DATA SUPPLIED
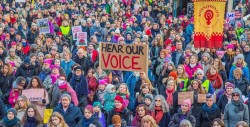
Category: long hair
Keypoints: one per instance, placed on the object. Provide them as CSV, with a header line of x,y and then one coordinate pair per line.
x,y
150,119
165,106
59,116
40,84
37,116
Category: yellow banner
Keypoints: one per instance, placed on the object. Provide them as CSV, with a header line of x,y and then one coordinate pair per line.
x,y
208,22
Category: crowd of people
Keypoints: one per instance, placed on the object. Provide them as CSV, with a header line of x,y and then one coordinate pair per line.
x,y
82,94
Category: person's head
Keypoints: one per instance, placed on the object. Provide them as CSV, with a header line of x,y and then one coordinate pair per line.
x,y
56,119
88,112
118,102
11,113
148,121
242,124
236,95
32,112
218,123
185,123
209,100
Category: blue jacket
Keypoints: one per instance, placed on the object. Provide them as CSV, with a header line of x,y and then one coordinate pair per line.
x,y
72,115
245,72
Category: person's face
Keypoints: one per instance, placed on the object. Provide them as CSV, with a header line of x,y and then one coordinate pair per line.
x,y
184,107
216,124
31,112
212,71
209,102
34,83
123,89
236,96
87,113
141,111
118,104
55,120
10,115
65,102
170,86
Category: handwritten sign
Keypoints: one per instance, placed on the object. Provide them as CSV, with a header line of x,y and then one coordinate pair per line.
x,y
185,95
124,57
202,98
34,94
75,30
82,39
47,114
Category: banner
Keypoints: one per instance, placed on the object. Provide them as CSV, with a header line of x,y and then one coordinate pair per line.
x,y
82,39
208,23
34,94
75,30
124,57
43,25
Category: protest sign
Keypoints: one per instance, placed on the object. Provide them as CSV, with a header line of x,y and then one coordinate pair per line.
x,y
201,98
185,95
75,30
43,25
82,39
34,94
124,57
47,114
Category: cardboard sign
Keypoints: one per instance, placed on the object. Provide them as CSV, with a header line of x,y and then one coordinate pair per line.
x,y
34,94
185,95
47,114
230,15
82,39
124,57
75,30
43,25
202,98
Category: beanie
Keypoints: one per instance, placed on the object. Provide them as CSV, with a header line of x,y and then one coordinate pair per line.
x,y
119,98
13,111
188,102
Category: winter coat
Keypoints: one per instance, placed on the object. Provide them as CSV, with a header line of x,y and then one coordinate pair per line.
x,y
245,72
176,119
55,95
26,71
124,114
72,115
205,118
67,66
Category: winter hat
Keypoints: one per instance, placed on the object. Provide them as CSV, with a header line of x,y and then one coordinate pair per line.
x,y
119,98
97,103
206,54
103,82
230,85
62,84
200,72
66,95
13,111
173,74
149,96
90,108
230,46
188,102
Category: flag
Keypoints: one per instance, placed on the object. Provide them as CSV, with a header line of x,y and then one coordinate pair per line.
x,y
208,23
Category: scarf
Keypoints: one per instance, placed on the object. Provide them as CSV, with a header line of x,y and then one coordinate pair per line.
x,y
210,110
157,114
86,122
10,123
54,78
31,122
215,79
169,98
238,106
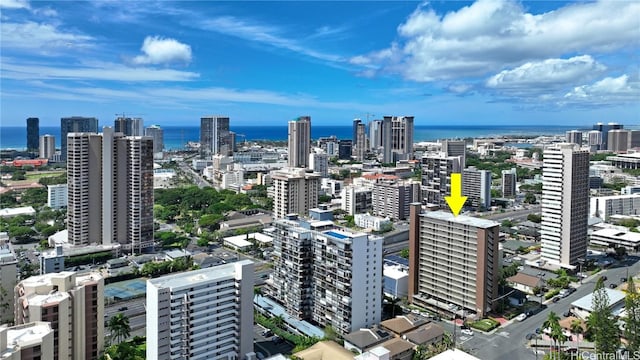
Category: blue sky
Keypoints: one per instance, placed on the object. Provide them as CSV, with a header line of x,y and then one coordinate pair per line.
x,y
444,62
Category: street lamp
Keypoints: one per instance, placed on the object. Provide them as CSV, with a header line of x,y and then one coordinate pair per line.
x,y
581,262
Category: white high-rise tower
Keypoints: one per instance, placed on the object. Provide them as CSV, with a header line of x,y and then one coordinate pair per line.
x,y
565,204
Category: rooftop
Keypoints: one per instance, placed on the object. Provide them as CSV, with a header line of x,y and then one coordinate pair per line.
x,y
27,334
460,219
402,324
454,354
585,302
365,338
193,277
325,350
277,310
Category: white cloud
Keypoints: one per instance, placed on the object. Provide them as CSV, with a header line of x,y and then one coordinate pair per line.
x,y
159,50
14,4
99,71
264,34
47,11
607,91
490,35
547,74
40,38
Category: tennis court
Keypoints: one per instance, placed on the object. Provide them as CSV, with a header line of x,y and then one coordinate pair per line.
x,y
125,290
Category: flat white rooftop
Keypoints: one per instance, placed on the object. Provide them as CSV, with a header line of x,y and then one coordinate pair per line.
x,y
197,276
27,334
460,219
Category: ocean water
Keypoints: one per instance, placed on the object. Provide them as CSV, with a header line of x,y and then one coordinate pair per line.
x,y
176,137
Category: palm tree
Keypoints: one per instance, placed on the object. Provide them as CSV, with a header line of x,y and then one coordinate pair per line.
x,y
577,330
119,327
559,337
278,321
552,322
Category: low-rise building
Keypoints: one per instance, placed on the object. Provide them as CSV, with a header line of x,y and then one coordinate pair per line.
x,y
583,307
617,236
364,339
375,223
52,261
29,341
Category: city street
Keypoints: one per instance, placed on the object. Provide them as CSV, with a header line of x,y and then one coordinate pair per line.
x,y
509,343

EXERCISE GOAL
Transcribe each line above verbatim, with the pictures left out.

EXERCISE SOLUTION
Category: long hair
Keypoints: one per instance, placed on the object. Provide them as CSV, with a header line of x,y and then one coordinate pair per line.
x,y
150,119
165,106
59,116
40,84
37,116
Category: yellow banner
Keypoints: one per instance, placed on the object. Provide them as CSV, with a header line of x,y and then one coordinate pair per line.
x,y
208,22
Category: crowd of people
Keypoints: one per instance, placed on the object. Provide them as CSV, with a header line of x,y and then one coordinate pair per line.
x,y
82,94
Category: person's head
Keypoints: one per instance, placed on the object. Provide them as CSV, with a header line of x,y and then one coordinate pair per line.
x,y
56,119
88,112
118,102
11,113
148,121
242,124
236,95
32,112
218,123
185,123
209,100
Category: blue jacket
Keypoints: one per instance, placed on the object. Provide them as CSV, with a header line of x,y and then one coordinate pair per line.
x,y
72,115
245,72
Category: person's face
Keypoints: one per instance, placed on the object. Provide them as CSV, with a header line of x,y and then one coordinate pair per line.
x,y
184,107
216,124
31,112
212,71
209,102
34,83
123,89
236,96
87,113
141,111
118,104
55,120
10,115
65,102
170,86
Category: handwritten sign
Keypoints: one per instance, placed on the object. Provide them as CSV, with a header line of x,y and then one coordinate pair per line.
x,y
185,95
124,57
202,98
34,94
75,30
82,39
47,114
Category: banner
Keypoints: one per instance, placed on the object. Provide them as CSV, with a header line of x,y and then one coordinate pair per line.
x,y
82,39
208,23
34,94
75,30
124,57
43,25
Category: protest sign
Keypoints: one per instance, placed on the object. Provide them as CSV, with a header line of x,y and then one coordinate pair per line.
x,y
201,98
185,95
75,30
43,25
82,39
34,94
124,57
47,114
Category: cardboard sign
Keypoints: one per instance, placed on the object. Provide them as CSV, with a header line of x,y and then one coordinate pair per line.
x,y
34,94
185,95
47,114
230,15
82,39
124,57
75,30
43,25
202,98
Category: beanie
Keypoints: one per instance, placed on the object. Provide them as CSV, with a header line of x,y and then one coordinate pair per line.
x,y
119,98
13,111
188,102
Category: winter coat
Keypoints: one per instance, placed on the object. Provide them as CSV, with a header line of x,y and then one coordinate pair per line.
x,y
245,72
176,119
55,95
26,71
124,114
72,115
205,118
67,66
Category: winter hat
Keypoints: one per instance, placed on the object. Provide them as CSV, with a header line of x,y and then one coordinate pair per line.
x,y
119,98
97,103
206,54
103,82
230,85
62,84
200,72
66,95
13,111
173,74
149,96
90,108
230,46
188,102
Category: flag
Keypoints: one per instance, placed on the object. Provide them as CSV, with a header line of x,y and then one coordinate pair per line.
x,y
208,23
Category: scarf
Keypoints: one per instance, placed on the object. Provide them as CSV, with a header line of x,y and then one coordinate pair per line.
x,y
210,110
157,114
86,122
10,123
54,78
31,122
215,79
169,98
238,106
Category: blue sky
Keypoints: one per instance, placed on the object. Provide them as CSV, with a header line of x,y and then one coordinate pair per line.
x,y
444,62
Category: street lamp
Keypoints: one per instance, placed on the object. Provide them as CSV, with a header line of x,y and then one coordinate pair per line.
x,y
581,262
Category: white high-rise tower
Keypoints: one per instance, placed on the object. Provide them as CSV, with a header line of x,y and then one coordinate pair per line.
x,y
565,204
Category: rooftop
Keypoints: one per instance, placed on the object. Provide them as CSV, with a header line of x,y and then one coordinate pair per line.
x,y
27,334
460,219
402,324
454,354
585,302
365,338
193,277
325,350
277,310
Category: white cloud
Keypoints: one per instance, placed on the object. Provide them as CSV, with a header line of x,y and then one coordinate pair per line.
x,y
159,50
14,4
99,71
264,34
47,11
607,91
490,35
547,74
40,38
Category: tennis court
Keypoints: one per instance, placed on the object. Provide them as CSV, with a header line of x,y and then one coordinate pair per line.
x,y
125,290
Category: flat white rooftop
Keypoints: one per instance, placed on the object. Provide them as CSV, with a header line of x,y and then one coordinate pair per line.
x,y
197,276
27,334
460,219
Category: ocean water
Keypoints: one per instance, placed on the object. Provide them as CSV, with a header line of x,y and then one coordinate pair per line.
x,y
176,137
Category: palm tree
Keypoints: one per instance, placed on the object. Provide them as CSV, with a header line of x,y and then one coordinate pair per line.
x,y
577,330
119,327
559,337
278,321
552,322
Category: low-rise building
Keypoints: one per instance, placed on the object. Provide them as CSV, with a header line of x,y and then one coordinate pair per line.
x,y
583,307
617,236
364,339
375,223
52,261
29,341
Category: city street
Keypoints: one per instance, placed on the object. Provide them as CSV, with a header line of x,y and then one coordinate pair per line.
x,y
509,343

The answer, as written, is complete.